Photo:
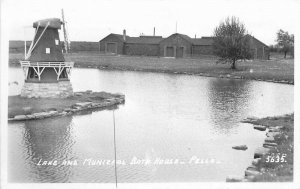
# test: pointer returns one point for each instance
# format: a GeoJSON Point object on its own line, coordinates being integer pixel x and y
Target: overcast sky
{"type": "Point", "coordinates": [91, 20]}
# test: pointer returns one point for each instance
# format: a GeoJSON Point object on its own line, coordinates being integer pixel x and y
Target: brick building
{"type": "Point", "coordinates": [176, 45]}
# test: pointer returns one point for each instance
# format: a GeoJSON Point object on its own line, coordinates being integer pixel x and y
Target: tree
{"type": "Point", "coordinates": [230, 42]}
{"type": "Point", "coordinates": [285, 41]}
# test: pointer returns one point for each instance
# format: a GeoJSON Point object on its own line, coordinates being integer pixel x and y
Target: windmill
{"type": "Point", "coordinates": [67, 43]}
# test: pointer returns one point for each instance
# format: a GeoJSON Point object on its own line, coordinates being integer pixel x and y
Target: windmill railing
{"type": "Point", "coordinates": [47, 64]}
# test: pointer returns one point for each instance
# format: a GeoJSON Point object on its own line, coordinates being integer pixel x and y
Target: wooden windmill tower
{"type": "Point", "coordinates": [46, 71]}
{"type": "Point", "coordinates": [67, 43]}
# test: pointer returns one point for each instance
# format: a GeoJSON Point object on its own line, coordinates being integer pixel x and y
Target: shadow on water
{"type": "Point", "coordinates": [228, 101]}
{"type": "Point", "coordinates": [49, 140]}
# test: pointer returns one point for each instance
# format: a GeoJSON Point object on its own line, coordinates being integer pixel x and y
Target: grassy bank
{"type": "Point", "coordinates": [277, 69]}
{"type": "Point", "coordinates": [278, 171]}
{"type": "Point", "coordinates": [26, 106]}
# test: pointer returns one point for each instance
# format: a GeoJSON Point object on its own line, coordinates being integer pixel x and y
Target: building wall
{"type": "Point", "coordinates": [175, 41]}
{"type": "Point", "coordinates": [141, 49]}
{"type": "Point", "coordinates": [111, 39]}
{"type": "Point", "coordinates": [202, 50]}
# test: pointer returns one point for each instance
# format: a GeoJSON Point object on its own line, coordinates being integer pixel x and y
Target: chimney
{"type": "Point", "coordinates": [124, 35]}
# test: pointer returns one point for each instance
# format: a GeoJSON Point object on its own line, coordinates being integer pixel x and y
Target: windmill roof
{"type": "Point", "coordinates": [53, 23]}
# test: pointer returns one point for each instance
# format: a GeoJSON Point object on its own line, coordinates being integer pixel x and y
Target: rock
{"type": "Point", "coordinates": [256, 161]}
{"type": "Point", "coordinates": [30, 116]}
{"type": "Point", "coordinates": [233, 178]}
{"type": "Point", "coordinates": [270, 139]}
{"type": "Point", "coordinates": [88, 91]}
{"type": "Point", "coordinates": [53, 113]}
{"type": "Point", "coordinates": [270, 144]}
{"type": "Point", "coordinates": [240, 147]}
{"type": "Point", "coordinates": [252, 173]}
{"type": "Point", "coordinates": [78, 93]}
{"type": "Point", "coordinates": [20, 117]}
{"type": "Point", "coordinates": [273, 134]}
{"type": "Point", "coordinates": [260, 152]}
{"type": "Point", "coordinates": [260, 127]}
{"type": "Point", "coordinates": [27, 110]}
{"type": "Point", "coordinates": [67, 109]}
{"type": "Point", "coordinates": [274, 129]}
{"type": "Point", "coordinates": [279, 127]}
{"type": "Point", "coordinates": [252, 118]}
{"type": "Point", "coordinates": [249, 178]}
{"type": "Point", "coordinates": [83, 104]}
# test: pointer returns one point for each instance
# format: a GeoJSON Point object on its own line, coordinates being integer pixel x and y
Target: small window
{"type": "Point", "coordinates": [47, 50]}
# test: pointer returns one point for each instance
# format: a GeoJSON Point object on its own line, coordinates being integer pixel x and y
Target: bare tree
{"type": "Point", "coordinates": [285, 41]}
{"type": "Point", "coordinates": [230, 42]}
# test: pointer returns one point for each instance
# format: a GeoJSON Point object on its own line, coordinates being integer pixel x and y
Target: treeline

EXERCISE INSTRUCTIONS:
Could the entries above be retyped exactly, with the pictures left out?

EXERCISE RESULT:
Photo:
# test: pointer returns one point for each instance
# format: a GeoJSON Point object on its own line, coordinates being integer pixel x and y
Target: overcast sky
{"type": "Point", "coordinates": [91, 20]}
# test: pointer returns one point for each instance
# format: a GeoJSON Point object on its own line, coordinates being integer pixel x and y
Target: brick building
{"type": "Point", "coordinates": [176, 45]}
# test: pointer returns one point for each instance
# format: a GeoJSON Point object on its own line, coordinates being integer pixel x and y
Target: tree
{"type": "Point", "coordinates": [230, 42]}
{"type": "Point", "coordinates": [285, 41]}
# test: pointer returns one point for each instance
# format: a GeoJSON Point object on its own line, coordinates being integer pixel x and y
Target: windmill
{"type": "Point", "coordinates": [67, 43]}
# test: pointer returns one point for each instance
# format: a GeoJSON Point object on its own line, coordinates being integer pixel x and y
Target: windmill railing
{"type": "Point", "coordinates": [47, 64]}
# test: pointer returns one point for each instance
# format: a GeoJSON Point object on its own line, coordinates being integer pixel x and y
Target: wooden windmill tower
{"type": "Point", "coordinates": [46, 71]}
{"type": "Point", "coordinates": [67, 43]}
# test: pointer returns one point for each instance
# format: a GeoJSON Point object on its own line, coordinates being integer pixel x and y
Target: shadow on water
{"type": "Point", "coordinates": [228, 101]}
{"type": "Point", "coordinates": [49, 140]}
# test: pointer returns one point for each instance
# format: a GeoJSON Point object on its own line, coordinates being integer pixel x and y
Target: grassy bank
{"type": "Point", "coordinates": [277, 69]}
{"type": "Point", "coordinates": [278, 171]}
{"type": "Point", "coordinates": [26, 106]}
# test: pointer returns one point for each instance
# format: a GeoJSON Point object on its own line, coordinates being integer pixel x and y
Target: building wall
{"type": "Point", "coordinates": [175, 41]}
{"type": "Point", "coordinates": [141, 49]}
{"type": "Point", "coordinates": [111, 39]}
{"type": "Point", "coordinates": [202, 50]}
# test: pointer returns one point for each instance
# format: a GeoJSON Point object on its own line, coordinates being integer pixel x and y
Target: chimney
{"type": "Point", "coordinates": [124, 35]}
# test: pointer returns one point for each instance
# format: a GeoJSON Point object on its own line, coordinates being integer pixel x and y
Target: windmill roof
{"type": "Point", "coordinates": [53, 23]}
# test: pointer returns one point for each instance
# format: a GeoJSON Point object on its own line, coordinates being integer pixel x and y
Target: rock
{"type": "Point", "coordinates": [256, 161]}
{"type": "Point", "coordinates": [30, 116]}
{"type": "Point", "coordinates": [233, 178]}
{"type": "Point", "coordinates": [270, 139]}
{"type": "Point", "coordinates": [88, 91]}
{"type": "Point", "coordinates": [53, 113]}
{"type": "Point", "coordinates": [270, 144]}
{"type": "Point", "coordinates": [240, 147]}
{"type": "Point", "coordinates": [252, 173]}
{"type": "Point", "coordinates": [78, 93]}
{"type": "Point", "coordinates": [20, 117]}
{"type": "Point", "coordinates": [273, 134]}
{"type": "Point", "coordinates": [260, 152]}
{"type": "Point", "coordinates": [260, 127]}
{"type": "Point", "coordinates": [27, 110]}
{"type": "Point", "coordinates": [67, 109]}
{"type": "Point", "coordinates": [274, 129]}
{"type": "Point", "coordinates": [279, 127]}
{"type": "Point", "coordinates": [252, 118]}
{"type": "Point", "coordinates": [249, 178]}
{"type": "Point", "coordinates": [83, 104]}
# test: pointer returns one point for each instance
# format: a GeoJSON Point object on its own line, coordinates being integer pixel x and y
Target: small window
{"type": "Point", "coordinates": [47, 50]}
# test: pointer returns one point for each instance
# format: a GeoJSON Point object on its own line, coordinates being integer pixel x and y
Target: bare tree
{"type": "Point", "coordinates": [285, 41]}
{"type": "Point", "coordinates": [230, 42]}
# test: pointer returns one point for each instance
# format: a GeoJSON Point object on its own line, coordinates being integer pixel x and y
Target: treeline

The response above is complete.